DIRECTION
Could you copy the records below word for word, starting at the line that contains "Please identify the stone foundation" and continuing through the final line of the records?

RECORDS SHOWN
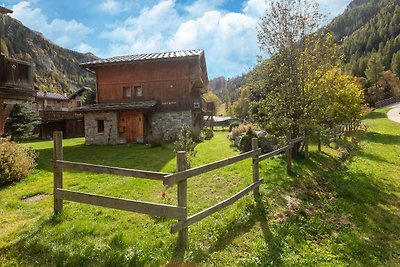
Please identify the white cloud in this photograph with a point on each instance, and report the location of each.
(255, 8)
(64, 33)
(228, 38)
(146, 32)
(114, 7)
(199, 7)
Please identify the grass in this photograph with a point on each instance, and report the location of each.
(341, 207)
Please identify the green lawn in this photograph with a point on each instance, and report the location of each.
(338, 208)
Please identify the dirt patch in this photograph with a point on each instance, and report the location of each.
(34, 198)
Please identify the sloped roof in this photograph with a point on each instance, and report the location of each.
(138, 105)
(144, 57)
(48, 95)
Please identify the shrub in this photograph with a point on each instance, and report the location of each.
(240, 130)
(186, 143)
(156, 140)
(208, 134)
(245, 142)
(21, 122)
(233, 125)
(16, 161)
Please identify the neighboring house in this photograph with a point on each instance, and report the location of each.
(16, 86)
(147, 95)
(57, 113)
(16, 80)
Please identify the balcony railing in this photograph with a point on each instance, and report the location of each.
(207, 107)
(15, 73)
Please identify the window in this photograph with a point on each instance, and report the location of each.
(138, 91)
(100, 126)
(126, 92)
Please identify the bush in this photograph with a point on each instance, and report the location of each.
(16, 161)
(245, 142)
(233, 125)
(156, 140)
(240, 130)
(208, 134)
(186, 143)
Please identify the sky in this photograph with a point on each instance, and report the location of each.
(225, 29)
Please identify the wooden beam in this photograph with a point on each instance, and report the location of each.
(2, 122)
(272, 153)
(7, 111)
(183, 175)
(150, 208)
(207, 212)
(57, 170)
(111, 170)
(181, 164)
(298, 139)
(255, 167)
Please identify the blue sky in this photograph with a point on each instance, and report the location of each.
(225, 29)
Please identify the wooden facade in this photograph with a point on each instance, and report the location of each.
(16, 86)
(174, 81)
(57, 113)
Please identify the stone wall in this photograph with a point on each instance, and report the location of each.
(110, 134)
(170, 123)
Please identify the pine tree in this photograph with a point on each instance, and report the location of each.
(21, 122)
(374, 69)
(396, 63)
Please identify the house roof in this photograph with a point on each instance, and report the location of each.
(138, 105)
(48, 95)
(144, 57)
(4, 10)
(79, 91)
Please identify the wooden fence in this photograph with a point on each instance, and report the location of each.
(179, 212)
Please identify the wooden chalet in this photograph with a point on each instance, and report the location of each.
(57, 113)
(16, 82)
(16, 86)
(147, 95)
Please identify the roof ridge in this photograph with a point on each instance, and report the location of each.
(146, 56)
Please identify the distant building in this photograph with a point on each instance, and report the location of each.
(147, 95)
(57, 113)
(218, 84)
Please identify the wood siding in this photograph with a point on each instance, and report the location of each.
(168, 82)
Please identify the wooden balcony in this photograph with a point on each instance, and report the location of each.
(207, 108)
(16, 79)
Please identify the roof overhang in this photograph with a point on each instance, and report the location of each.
(138, 105)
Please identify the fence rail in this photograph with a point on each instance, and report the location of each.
(110, 170)
(179, 212)
(149, 208)
(183, 175)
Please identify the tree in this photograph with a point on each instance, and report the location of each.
(21, 121)
(396, 63)
(241, 106)
(291, 91)
(300, 58)
(374, 69)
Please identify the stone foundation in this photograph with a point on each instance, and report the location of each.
(110, 134)
(169, 124)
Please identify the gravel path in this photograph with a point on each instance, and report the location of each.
(394, 113)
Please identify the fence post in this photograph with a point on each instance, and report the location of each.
(256, 174)
(319, 141)
(181, 162)
(306, 155)
(57, 170)
(289, 153)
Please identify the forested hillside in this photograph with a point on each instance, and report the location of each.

RESPONSE TO THE EXERCISE
Please identify the stone foundation in this photograph with a point on each instance, and report the location of each.
(110, 134)
(169, 124)
Please identify the gravel path in this photograph with a point on each instance, and report the location of each.
(394, 113)
Please identify the fence post in this photograph with a point on each instance, and report the location of each.
(256, 174)
(319, 141)
(181, 162)
(306, 155)
(57, 170)
(289, 153)
Please identify the forested hillside in this photograph with a point on each instance, and report the location of each.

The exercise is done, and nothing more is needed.